(Rows from a pointing dataset)
━━━━━━━━━━━━━━━━━━━━

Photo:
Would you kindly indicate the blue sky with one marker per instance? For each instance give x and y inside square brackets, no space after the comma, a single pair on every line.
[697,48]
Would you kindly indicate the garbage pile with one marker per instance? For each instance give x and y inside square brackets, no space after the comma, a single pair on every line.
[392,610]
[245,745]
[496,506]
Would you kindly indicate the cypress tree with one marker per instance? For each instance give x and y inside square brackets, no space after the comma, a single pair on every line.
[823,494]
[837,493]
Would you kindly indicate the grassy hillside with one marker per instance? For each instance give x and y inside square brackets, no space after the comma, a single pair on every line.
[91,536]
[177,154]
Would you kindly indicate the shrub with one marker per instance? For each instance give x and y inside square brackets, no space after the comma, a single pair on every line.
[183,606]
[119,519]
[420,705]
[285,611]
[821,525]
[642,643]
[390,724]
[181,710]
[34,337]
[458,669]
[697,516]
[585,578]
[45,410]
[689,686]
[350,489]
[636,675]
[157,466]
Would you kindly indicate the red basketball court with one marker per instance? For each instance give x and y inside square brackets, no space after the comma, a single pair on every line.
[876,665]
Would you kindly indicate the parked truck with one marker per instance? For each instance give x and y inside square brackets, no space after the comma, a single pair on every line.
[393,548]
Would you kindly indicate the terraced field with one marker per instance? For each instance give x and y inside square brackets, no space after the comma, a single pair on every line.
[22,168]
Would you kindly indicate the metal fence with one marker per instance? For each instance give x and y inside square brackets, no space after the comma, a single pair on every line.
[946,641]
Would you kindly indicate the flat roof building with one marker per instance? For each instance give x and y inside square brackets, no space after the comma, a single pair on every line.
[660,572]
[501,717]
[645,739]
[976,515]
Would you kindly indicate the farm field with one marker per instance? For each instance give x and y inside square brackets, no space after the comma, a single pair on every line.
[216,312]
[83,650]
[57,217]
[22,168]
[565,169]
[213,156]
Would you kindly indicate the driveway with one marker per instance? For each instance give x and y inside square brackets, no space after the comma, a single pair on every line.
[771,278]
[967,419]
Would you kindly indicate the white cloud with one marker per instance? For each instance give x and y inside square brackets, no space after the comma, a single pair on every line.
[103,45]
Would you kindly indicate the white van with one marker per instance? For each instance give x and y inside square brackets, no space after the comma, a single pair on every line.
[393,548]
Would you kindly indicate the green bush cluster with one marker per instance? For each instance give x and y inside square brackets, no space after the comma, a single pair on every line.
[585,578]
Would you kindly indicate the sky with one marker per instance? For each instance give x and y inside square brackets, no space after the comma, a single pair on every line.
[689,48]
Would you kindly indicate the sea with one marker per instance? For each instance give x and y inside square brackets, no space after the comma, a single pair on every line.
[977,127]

━━━━━━━━━━━━━━━━━━━━

> [TASK STATEMENT]: Return, without alteration, the lines of the items beginning at the line that contains "Would you kindly indicate the green" and continuing through the final line of the items.

> [RESPONSE TO THIS TASK]:
Would you kindly indicate the green bush cluster with one marker per instance? For each instance give x and y inside square brackets, no space after the comma, a single pair on every line.
[585,578]
Would you kindly indicate the sky with one marker per instance? For each instance give x and y inside square brackets, no space after the comma, a single pair on every line.
[689,48]
Would you kindly indicate the sea with one marker per instance? For each instance give x and y inside square brackets, no space after the comma, a single pair on every line.
[977,127]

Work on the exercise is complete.